Data for the task START

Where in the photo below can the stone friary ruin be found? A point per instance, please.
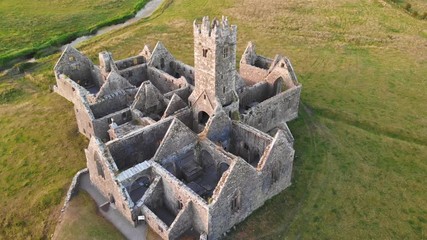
(193, 149)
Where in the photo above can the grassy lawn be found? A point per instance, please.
(361, 139)
(30, 26)
(82, 221)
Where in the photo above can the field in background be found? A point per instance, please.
(30, 27)
(361, 138)
(82, 221)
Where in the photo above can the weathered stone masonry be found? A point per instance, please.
(193, 149)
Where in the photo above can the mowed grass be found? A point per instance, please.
(361, 138)
(30, 26)
(83, 221)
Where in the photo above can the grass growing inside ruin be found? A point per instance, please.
(82, 221)
(30, 27)
(361, 139)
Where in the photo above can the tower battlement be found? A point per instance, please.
(192, 150)
(214, 28)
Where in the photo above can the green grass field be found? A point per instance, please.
(82, 221)
(29, 27)
(361, 138)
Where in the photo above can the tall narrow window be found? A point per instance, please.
(225, 52)
(162, 63)
(235, 202)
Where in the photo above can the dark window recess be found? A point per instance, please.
(162, 63)
(203, 118)
(124, 116)
(225, 52)
(99, 169)
(235, 203)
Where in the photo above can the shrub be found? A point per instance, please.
(415, 14)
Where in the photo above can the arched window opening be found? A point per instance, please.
(162, 63)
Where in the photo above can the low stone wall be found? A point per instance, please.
(72, 191)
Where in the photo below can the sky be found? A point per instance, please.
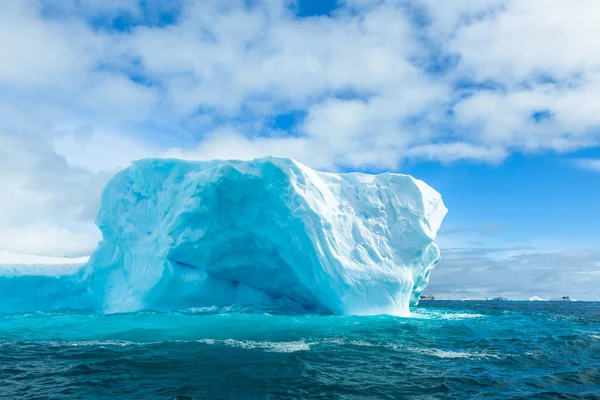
(494, 103)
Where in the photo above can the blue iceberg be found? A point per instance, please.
(269, 232)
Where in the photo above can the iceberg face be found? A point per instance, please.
(42, 283)
(270, 232)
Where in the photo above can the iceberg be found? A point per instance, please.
(270, 232)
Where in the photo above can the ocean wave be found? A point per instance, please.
(454, 354)
(275, 347)
(440, 315)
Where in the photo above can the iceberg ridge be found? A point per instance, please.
(270, 232)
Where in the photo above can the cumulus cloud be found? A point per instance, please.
(489, 272)
(90, 86)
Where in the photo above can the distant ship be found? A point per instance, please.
(500, 298)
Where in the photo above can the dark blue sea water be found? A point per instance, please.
(447, 350)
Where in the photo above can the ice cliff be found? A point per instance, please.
(268, 232)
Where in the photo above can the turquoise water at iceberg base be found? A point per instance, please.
(446, 350)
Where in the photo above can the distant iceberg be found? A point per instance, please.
(269, 232)
(536, 298)
(500, 298)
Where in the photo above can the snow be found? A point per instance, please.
(269, 232)
(27, 264)
(32, 282)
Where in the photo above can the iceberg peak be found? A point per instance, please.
(269, 232)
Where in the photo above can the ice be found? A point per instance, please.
(269, 232)
(31, 282)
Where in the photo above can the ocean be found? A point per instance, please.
(445, 350)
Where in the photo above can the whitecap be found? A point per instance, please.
(454, 354)
(275, 347)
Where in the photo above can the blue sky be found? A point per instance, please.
(491, 102)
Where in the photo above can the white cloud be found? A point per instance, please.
(79, 102)
(591, 164)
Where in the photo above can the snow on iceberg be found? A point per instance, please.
(268, 232)
(30, 282)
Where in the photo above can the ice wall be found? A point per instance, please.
(270, 232)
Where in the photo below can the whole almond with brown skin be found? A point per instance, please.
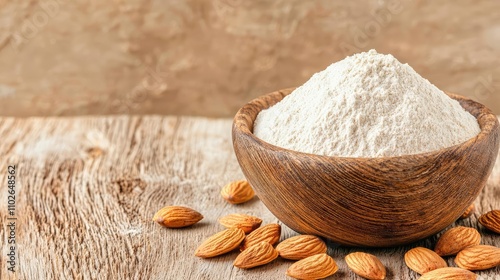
(269, 233)
(237, 192)
(255, 255)
(479, 257)
(449, 273)
(246, 222)
(491, 220)
(468, 212)
(456, 239)
(423, 260)
(177, 216)
(314, 267)
(300, 247)
(366, 265)
(220, 243)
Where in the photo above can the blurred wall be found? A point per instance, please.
(200, 57)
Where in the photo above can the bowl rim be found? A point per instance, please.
(486, 119)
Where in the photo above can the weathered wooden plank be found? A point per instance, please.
(87, 188)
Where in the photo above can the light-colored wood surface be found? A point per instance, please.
(88, 187)
(315, 194)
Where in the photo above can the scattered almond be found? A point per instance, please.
(177, 216)
(423, 260)
(270, 233)
(456, 239)
(300, 247)
(255, 255)
(220, 243)
(468, 212)
(449, 273)
(491, 220)
(237, 192)
(246, 222)
(313, 267)
(366, 265)
(479, 257)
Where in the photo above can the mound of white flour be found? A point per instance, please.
(367, 105)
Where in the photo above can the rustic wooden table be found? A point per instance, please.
(86, 189)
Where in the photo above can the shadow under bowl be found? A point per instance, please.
(375, 202)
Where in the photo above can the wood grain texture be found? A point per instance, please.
(375, 202)
(88, 188)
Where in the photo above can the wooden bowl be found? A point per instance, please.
(376, 202)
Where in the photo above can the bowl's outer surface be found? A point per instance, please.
(375, 202)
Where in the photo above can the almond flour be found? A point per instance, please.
(367, 105)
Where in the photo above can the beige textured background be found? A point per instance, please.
(201, 57)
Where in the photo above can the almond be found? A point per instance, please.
(314, 267)
(423, 260)
(177, 216)
(479, 257)
(246, 222)
(449, 273)
(468, 212)
(456, 239)
(366, 265)
(269, 233)
(491, 220)
(220, 243)
(237, 192)
(255, 255)
(300, 247)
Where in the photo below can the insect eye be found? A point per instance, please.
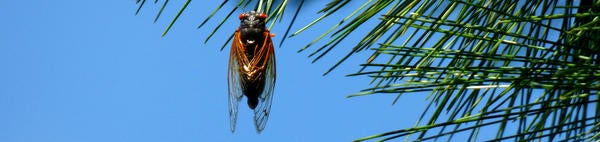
(263, 16)
(242, 16)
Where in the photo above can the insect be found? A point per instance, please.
(251, 69)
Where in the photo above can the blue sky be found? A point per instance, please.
(92, 71)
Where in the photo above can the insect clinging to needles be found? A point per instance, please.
(251, 70)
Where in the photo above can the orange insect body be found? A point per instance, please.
(251, 70)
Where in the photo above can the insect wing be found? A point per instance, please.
(233, 79)
(262, 110)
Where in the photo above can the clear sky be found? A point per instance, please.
(92, 71)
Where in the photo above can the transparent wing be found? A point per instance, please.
(233, 81)
(261, 112)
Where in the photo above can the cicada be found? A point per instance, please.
(251, 69)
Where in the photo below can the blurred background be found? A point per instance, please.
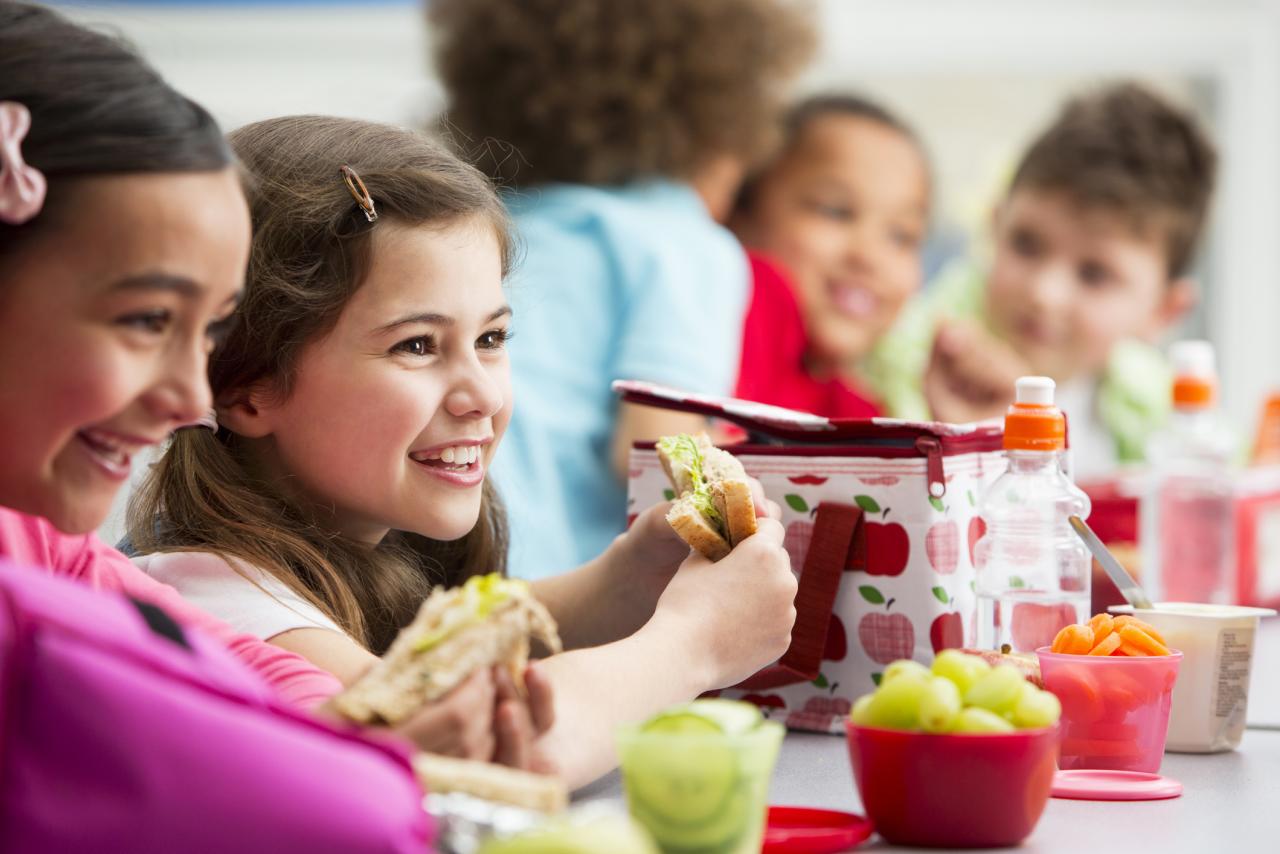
(976, 77)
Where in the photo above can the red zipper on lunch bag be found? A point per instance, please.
(935, 448)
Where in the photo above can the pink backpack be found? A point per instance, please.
(120, 731)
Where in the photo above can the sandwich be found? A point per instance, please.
(446, 775)
(713, 510)
(487, 621)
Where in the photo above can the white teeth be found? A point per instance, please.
(457, 455)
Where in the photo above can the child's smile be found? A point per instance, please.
(458, 462)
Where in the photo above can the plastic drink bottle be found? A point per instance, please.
(1033, 572)
(1188, 514)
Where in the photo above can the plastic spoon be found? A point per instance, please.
(1129, 589)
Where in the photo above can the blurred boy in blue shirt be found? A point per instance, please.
(624, 129)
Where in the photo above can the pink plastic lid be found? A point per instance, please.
(1089, 784)
(798, 830)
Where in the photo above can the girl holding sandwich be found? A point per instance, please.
(361, 392)
(124, 234)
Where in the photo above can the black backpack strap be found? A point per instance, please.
(160, 622)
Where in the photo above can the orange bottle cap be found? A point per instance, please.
(1196, 375)
(1193, 392)
(1033, 423)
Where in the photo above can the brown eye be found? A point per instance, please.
(494, 339)
(155, 322)
(416, 346)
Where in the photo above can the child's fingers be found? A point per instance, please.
(542, 698)
(513, 735)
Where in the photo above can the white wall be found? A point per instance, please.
(977, 77)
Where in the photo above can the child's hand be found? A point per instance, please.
(519, 721)
(970, 374)
(737, 611)
(461, 724)
(650, 552)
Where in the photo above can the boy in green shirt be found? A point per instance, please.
(1092, 249)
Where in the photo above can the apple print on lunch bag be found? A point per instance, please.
(880, 519)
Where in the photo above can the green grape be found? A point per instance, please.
(904, 667)
(999, 690)
(940, 706)
(860, 713)
(896, 706)
(1037, 708)
(979, 720)
(960, 668)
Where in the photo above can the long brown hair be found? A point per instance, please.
(310, 254)
(96, 109)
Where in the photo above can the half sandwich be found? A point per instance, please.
(714, 510)
(487, 621)
(446, 775)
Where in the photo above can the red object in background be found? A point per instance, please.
(1115, 520)
(954, 790)
(773, 350)
(799, 830)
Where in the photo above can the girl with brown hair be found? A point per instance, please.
(361, 392)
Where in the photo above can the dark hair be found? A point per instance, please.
(96, 108)
(818, 106)
(310, 254)
(609, 91)
(1129, 150)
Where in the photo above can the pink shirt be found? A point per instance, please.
(35, 542)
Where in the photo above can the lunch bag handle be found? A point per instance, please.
(839, 542)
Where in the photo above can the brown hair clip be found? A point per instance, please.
(357, 190)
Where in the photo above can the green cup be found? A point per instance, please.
(700, 793)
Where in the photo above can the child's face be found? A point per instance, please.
(1068, 283)
(396, 414)
(845, 211)
(104, 334)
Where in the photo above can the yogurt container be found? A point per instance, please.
(1212, 690)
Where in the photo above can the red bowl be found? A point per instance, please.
(983, 790)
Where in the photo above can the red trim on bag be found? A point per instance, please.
(837, 534)
(832, 430)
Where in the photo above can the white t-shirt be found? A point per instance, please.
(264, 608)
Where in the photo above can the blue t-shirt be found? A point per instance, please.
(613, 283)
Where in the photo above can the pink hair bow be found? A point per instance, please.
(22, 187)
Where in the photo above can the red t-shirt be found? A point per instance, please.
(773, 350)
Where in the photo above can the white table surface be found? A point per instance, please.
(1230, 800)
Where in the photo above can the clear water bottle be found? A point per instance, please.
(1188, 517)
(1033, 572)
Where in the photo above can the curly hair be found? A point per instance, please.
(1129, 150)
(611, 91)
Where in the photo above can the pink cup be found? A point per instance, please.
(1115, 708)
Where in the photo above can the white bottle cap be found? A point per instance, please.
(1193, 359)
(1034, 389)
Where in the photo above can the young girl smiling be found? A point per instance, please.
(361, 394)
(123, 241)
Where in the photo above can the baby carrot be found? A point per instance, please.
(1109, 645)
(1138, 638)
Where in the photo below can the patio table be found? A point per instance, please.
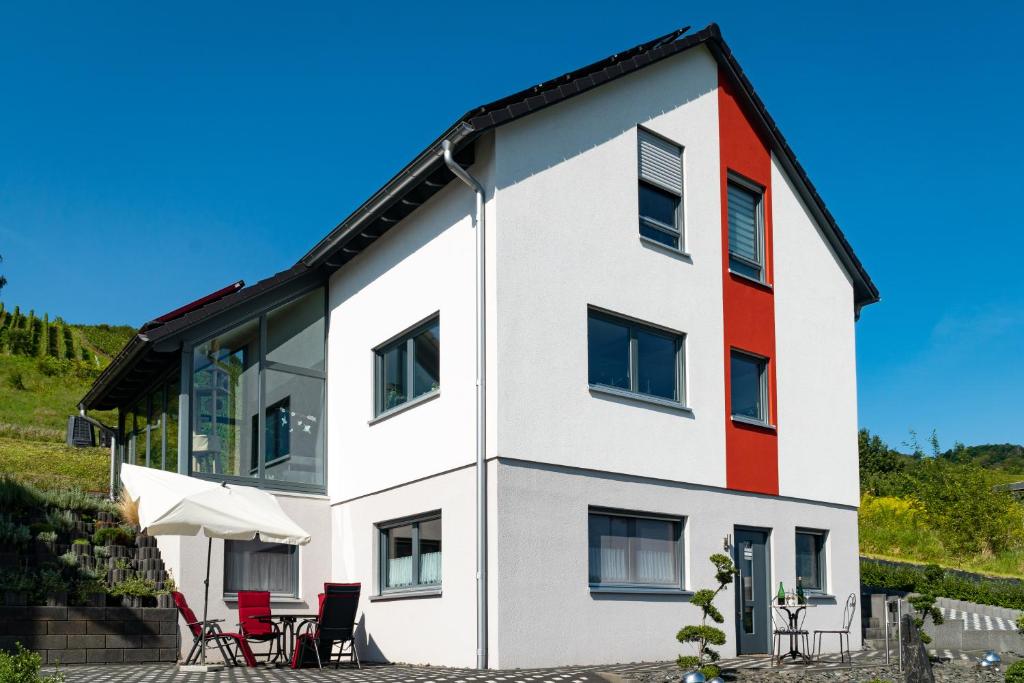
(288, 624)
(793, 615)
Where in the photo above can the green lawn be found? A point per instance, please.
(52, 465)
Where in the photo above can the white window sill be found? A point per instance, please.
(752, 422)
(752, 281)
(391, 412)
(407, 595)
(639, 590)
(640, 397)
(672, 251)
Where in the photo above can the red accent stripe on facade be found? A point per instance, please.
(751, 452)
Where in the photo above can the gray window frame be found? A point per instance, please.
(822, 553)
(678, 230)
(765, 418)
(632, 324)
(759, 229)
(382, 529)
(407, 337)
(185, 402)
(626, 587)
(233, 595)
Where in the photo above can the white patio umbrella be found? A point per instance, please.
(176, 505)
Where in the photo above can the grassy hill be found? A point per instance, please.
(942, 508)
(46, 366)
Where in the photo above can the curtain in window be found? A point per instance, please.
(655, 566)
(743, 223)
(399, 571)
(254, 565)
(430, 568)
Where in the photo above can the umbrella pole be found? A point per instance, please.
(206, 593)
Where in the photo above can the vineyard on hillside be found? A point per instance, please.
(46, 366)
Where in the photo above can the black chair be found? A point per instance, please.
(335, 625)
(848, 613)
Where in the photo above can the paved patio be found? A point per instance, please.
(408, 674)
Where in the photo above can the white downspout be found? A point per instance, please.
(481, 421)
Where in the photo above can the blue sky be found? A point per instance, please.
(151, 153)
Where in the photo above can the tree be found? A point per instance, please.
(704, 636)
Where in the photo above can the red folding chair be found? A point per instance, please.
(205, 633)
(255, 624)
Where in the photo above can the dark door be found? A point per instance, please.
(753, 594)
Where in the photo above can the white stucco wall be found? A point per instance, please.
(816, 356)
(185, 557)
(424, 265)
(567, 238)
(439, 629)
(549, 615)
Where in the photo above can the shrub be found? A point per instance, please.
(23, 667)
(60, 520)
(704, 636)
(935, 581)
(114, 536)
(924, 604)
(17, 497)
(1015, 672)
(77, 500)
(136, 587)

Data for the task END

* What is expected
All lines from the one containing "Where in the photo above can the white stucco" through the last line of the data, both included, are to be retyped exactly, and no other line belongs in the answer.

* Result below
Where in the photo above can the white stucco wall be found? A point per instance, please.
(816, 356)
(185, 557)
(424, 265)
(567, 238)
(439, 629)
(549, 615)
Where in the photo above can the shrub be found? A point per instance, please.
(23, 667)
(60, 520)
(704, 636)
(935, 581)
(114, 536)
(924, 604)
(17, 497)
(1015, 672)
(77, 500)
(136, 587)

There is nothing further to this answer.